Exercise material:
+ + + + +

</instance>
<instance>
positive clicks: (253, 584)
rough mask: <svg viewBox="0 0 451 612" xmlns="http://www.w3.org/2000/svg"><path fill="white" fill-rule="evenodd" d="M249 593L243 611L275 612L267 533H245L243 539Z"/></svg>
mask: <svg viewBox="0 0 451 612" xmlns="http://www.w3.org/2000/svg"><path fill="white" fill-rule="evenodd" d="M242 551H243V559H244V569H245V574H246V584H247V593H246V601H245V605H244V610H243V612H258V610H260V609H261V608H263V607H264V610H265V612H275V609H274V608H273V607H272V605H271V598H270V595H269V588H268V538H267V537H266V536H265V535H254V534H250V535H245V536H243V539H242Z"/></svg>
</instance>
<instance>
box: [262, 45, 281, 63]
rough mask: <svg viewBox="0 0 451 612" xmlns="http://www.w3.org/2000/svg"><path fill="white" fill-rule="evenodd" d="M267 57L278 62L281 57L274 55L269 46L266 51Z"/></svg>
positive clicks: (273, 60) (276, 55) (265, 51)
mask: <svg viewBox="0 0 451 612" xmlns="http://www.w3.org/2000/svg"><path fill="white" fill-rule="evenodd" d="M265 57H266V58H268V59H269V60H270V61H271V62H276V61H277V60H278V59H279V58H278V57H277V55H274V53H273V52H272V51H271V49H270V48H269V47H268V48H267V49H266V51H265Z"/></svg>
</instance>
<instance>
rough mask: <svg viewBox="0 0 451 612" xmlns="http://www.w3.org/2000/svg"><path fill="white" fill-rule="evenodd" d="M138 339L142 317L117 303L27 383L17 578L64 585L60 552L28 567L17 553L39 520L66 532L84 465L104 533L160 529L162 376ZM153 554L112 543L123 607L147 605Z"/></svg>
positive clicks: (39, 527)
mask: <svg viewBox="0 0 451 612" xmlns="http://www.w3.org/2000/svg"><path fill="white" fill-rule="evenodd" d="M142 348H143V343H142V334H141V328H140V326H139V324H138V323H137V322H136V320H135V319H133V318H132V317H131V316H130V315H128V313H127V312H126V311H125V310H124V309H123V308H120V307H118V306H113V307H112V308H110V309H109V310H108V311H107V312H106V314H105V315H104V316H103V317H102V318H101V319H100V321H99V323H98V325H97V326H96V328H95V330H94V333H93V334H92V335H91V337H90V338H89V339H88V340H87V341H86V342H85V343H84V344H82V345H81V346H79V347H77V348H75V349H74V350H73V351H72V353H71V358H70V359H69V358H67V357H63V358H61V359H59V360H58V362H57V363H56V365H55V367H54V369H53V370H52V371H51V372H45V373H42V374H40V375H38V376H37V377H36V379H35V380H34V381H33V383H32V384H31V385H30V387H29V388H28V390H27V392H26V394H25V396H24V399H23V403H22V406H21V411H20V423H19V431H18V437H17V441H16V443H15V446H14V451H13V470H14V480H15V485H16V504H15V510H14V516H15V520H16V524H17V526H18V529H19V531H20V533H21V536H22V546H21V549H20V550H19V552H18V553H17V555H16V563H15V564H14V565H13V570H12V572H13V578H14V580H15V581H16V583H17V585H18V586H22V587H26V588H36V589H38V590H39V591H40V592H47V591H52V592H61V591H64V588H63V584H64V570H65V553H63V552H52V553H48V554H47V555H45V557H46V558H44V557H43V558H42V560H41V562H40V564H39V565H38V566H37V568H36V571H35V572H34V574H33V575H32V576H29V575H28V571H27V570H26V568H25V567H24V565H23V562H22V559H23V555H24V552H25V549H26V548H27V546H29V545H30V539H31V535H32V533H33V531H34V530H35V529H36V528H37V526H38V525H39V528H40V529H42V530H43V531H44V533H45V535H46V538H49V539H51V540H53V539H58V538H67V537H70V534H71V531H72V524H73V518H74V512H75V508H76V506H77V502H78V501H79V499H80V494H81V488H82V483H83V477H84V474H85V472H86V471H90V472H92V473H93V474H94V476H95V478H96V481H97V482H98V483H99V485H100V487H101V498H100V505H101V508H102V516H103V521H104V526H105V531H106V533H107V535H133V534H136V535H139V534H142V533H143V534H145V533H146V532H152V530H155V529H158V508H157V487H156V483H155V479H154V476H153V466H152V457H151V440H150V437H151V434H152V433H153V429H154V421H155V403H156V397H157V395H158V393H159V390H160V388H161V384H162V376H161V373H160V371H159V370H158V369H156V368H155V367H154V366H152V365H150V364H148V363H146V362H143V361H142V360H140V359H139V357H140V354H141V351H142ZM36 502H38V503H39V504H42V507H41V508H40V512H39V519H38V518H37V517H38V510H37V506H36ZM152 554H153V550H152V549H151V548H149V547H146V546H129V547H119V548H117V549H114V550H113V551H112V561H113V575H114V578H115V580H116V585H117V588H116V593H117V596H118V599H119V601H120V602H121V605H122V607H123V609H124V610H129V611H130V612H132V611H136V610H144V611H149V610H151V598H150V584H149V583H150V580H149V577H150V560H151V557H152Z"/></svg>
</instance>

+ + + + +

Copy out every line of the items above that contains the word "clicks". Treat uppercase and lowercase as different.

Solution for this task:
positive clicks: (253, 584)
positive clicks: (273, 60) (276, 55) (265, 51)
positive clicks: (39, 527)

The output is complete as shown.